(Excerpts from a location annotation dataset)
★ ★ ★ ★ ★
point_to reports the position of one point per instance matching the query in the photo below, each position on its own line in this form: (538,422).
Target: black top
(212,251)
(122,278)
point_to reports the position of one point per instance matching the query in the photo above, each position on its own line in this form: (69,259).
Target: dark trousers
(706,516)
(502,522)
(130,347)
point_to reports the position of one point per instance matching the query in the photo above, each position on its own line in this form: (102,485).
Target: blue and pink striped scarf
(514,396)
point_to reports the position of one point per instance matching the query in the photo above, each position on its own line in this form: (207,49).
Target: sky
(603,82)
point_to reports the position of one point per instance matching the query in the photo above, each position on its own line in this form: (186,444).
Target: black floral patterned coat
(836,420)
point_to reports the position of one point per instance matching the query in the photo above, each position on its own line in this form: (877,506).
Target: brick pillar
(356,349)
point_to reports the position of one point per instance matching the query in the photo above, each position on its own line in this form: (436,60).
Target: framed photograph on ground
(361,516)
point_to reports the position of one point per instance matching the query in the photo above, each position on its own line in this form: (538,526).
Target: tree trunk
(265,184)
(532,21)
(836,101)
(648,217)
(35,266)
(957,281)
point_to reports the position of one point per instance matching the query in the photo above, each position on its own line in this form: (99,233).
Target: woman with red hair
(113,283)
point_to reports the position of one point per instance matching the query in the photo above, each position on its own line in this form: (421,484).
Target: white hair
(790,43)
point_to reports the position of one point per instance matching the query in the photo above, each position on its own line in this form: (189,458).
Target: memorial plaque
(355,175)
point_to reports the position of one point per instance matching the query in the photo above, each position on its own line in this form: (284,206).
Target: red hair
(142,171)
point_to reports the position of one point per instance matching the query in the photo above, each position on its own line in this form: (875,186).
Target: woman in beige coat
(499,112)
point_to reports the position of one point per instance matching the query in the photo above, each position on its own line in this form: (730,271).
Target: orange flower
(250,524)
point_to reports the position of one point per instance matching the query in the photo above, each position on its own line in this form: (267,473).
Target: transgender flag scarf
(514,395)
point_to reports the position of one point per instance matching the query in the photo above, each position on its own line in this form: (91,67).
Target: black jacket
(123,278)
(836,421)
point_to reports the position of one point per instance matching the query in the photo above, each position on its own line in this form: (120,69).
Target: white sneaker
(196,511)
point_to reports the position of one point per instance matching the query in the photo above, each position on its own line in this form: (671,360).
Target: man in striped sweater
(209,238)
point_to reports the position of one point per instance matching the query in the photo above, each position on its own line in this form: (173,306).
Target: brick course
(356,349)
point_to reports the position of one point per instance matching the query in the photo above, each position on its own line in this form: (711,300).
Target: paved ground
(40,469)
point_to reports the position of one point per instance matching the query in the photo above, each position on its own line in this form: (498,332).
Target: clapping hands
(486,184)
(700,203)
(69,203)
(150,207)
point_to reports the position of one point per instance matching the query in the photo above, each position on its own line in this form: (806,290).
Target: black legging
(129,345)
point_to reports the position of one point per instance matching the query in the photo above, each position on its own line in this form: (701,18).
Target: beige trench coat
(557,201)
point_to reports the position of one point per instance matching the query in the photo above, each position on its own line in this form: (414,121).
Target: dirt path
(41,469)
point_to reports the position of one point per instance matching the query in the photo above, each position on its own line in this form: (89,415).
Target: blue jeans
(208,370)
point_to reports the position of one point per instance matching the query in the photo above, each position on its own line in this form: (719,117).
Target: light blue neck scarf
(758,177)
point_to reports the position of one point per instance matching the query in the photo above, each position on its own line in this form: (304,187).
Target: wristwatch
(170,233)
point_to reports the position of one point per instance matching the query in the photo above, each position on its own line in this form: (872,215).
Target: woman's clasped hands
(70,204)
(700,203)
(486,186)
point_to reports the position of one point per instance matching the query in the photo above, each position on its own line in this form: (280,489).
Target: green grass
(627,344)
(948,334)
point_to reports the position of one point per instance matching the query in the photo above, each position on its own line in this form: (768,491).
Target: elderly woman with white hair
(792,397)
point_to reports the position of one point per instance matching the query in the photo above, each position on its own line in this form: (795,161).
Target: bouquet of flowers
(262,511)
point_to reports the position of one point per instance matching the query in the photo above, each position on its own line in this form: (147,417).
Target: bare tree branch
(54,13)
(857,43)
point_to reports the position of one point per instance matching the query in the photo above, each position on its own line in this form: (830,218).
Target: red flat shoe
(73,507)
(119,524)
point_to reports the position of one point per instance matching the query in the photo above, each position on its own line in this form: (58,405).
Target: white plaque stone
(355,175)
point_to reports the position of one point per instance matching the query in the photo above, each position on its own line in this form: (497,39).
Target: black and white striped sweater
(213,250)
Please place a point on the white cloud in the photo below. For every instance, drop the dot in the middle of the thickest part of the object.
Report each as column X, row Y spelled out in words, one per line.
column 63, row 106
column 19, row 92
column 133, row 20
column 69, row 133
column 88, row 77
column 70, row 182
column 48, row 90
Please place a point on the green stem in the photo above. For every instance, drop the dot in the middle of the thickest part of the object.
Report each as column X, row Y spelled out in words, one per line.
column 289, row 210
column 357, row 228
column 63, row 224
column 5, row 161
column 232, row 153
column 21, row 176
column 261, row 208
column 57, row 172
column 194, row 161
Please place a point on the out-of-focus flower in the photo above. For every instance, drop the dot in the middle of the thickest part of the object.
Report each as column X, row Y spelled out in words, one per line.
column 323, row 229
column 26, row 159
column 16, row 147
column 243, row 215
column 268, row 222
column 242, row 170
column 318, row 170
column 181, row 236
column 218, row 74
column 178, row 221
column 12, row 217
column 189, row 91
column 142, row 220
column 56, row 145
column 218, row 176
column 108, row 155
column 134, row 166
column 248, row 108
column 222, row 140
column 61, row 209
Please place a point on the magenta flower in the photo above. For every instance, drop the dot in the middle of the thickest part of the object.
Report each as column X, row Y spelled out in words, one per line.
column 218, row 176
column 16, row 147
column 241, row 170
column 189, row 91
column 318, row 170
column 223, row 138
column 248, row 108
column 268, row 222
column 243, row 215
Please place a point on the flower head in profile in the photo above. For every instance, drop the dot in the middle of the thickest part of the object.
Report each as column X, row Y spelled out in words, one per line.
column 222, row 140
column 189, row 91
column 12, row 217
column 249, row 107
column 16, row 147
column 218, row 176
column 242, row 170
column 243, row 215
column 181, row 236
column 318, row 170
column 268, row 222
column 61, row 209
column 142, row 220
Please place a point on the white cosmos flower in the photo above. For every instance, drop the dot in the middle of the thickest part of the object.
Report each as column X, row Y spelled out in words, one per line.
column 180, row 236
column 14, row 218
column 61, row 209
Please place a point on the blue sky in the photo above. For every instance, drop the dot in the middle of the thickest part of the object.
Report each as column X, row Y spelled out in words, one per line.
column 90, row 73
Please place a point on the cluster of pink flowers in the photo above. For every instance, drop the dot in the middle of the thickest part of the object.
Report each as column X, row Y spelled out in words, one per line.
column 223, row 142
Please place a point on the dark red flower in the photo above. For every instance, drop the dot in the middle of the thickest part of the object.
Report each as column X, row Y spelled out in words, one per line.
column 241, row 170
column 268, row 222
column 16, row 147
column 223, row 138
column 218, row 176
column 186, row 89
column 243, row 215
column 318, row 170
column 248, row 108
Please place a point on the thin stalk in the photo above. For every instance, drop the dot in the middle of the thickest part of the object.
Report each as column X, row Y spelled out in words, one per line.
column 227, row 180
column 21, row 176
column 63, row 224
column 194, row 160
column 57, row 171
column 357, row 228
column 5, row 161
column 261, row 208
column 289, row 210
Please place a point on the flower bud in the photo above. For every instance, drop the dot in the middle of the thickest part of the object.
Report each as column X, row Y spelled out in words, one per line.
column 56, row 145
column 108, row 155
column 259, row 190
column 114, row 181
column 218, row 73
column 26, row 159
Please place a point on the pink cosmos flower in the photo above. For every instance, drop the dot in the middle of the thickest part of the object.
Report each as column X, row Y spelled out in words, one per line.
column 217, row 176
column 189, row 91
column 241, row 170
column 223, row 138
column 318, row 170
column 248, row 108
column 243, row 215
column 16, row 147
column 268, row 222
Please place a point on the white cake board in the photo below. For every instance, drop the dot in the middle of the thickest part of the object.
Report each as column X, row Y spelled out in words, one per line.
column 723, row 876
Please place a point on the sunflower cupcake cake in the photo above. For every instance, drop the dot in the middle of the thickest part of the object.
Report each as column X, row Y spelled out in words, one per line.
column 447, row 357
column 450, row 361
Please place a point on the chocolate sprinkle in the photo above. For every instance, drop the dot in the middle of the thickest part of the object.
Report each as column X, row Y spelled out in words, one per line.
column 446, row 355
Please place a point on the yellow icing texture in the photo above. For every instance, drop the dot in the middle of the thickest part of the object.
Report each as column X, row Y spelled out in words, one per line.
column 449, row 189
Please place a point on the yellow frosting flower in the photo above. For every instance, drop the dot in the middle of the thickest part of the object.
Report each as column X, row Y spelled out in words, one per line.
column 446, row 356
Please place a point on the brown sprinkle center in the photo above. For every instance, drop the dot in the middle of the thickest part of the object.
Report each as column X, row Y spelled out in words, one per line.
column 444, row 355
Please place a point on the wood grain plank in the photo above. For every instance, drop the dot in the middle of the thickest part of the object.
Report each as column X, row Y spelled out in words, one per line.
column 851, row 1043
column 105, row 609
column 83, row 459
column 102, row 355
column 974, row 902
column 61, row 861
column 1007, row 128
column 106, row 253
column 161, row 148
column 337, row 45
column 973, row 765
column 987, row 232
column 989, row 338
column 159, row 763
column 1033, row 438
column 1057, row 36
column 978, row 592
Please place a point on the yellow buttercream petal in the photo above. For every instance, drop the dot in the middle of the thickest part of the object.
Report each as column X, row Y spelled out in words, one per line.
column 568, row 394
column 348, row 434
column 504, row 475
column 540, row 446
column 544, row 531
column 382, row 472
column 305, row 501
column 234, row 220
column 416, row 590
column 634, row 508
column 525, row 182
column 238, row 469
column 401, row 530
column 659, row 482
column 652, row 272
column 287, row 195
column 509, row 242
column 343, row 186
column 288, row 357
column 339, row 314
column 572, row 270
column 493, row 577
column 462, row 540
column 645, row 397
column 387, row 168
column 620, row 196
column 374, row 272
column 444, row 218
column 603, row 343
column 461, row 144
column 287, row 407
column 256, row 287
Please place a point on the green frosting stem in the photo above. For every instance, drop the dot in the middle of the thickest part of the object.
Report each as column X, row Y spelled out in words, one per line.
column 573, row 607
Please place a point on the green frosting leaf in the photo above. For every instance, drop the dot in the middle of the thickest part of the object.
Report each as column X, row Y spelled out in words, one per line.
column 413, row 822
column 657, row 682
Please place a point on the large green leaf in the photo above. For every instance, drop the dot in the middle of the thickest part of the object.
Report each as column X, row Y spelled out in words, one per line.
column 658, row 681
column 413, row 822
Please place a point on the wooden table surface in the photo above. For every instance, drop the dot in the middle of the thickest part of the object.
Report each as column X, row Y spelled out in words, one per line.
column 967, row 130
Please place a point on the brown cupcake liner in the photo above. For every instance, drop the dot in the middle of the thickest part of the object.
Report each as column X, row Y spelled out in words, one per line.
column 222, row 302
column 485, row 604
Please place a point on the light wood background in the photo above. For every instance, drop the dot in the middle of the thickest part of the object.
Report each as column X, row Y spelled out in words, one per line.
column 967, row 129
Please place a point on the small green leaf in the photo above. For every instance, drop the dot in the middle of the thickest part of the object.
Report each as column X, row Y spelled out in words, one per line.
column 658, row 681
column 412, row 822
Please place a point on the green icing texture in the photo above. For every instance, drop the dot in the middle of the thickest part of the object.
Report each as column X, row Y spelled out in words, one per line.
★ ★ ★ ★ ★
Rewrite the data lines as a JSON list of strings, one string per line, skipping blank lines. Begin at the line that has "Please place a point on the green frosting stem" and stop after the line that has "column 967, row 129".

[
  "Please place a point on the green frosting stem in the photo above. For every instance, drop the dot in the middle of the thickest part of the object.",
  "Report each as column X, row Y spelled out in words, one per line.",
  "column 573, row 607",
  "Please place a point on the green frosting leaf in the photo above. For every instance, drop the dot in the middle of the thickest part of the object.",
  "Report each as column X, row Y spelled out in words, one per line.",
  "column 413, row 822",
  "column 657, row 682",
  "Please place a point on the large green leaf in the photo above. For every instance, drop the dot in the middle of the thickest part of the object.",
  "Report each as column X, row Y spelled out in words, one per line.",
  "column 658, row 681",
  "column 413, row 822",
  "Please place a point on the wooden table surface in the photo above. For every instance, drop the dot in the middle of the thickest part of the object.",
  "Report each as column X, row Y spelled out in words, one per line.",
  "column 967, row 130",
  "Please place a point on the brown cupcake liner in the photo above. For every instance, drop the dot in the middle of the thickest part of the object.",
  "Report each as column X, row Y spelled out in words, one per line.",
  "column 222, row 302",
  "column 485, row 604",
  "Please place a point on the light wood background in the photo above. For every instance, drop the dot in the middle of the thickest part of the object.",
  "Report each as column X, row Y spelled out in words, one per line.",
  "column 967, row 129"
]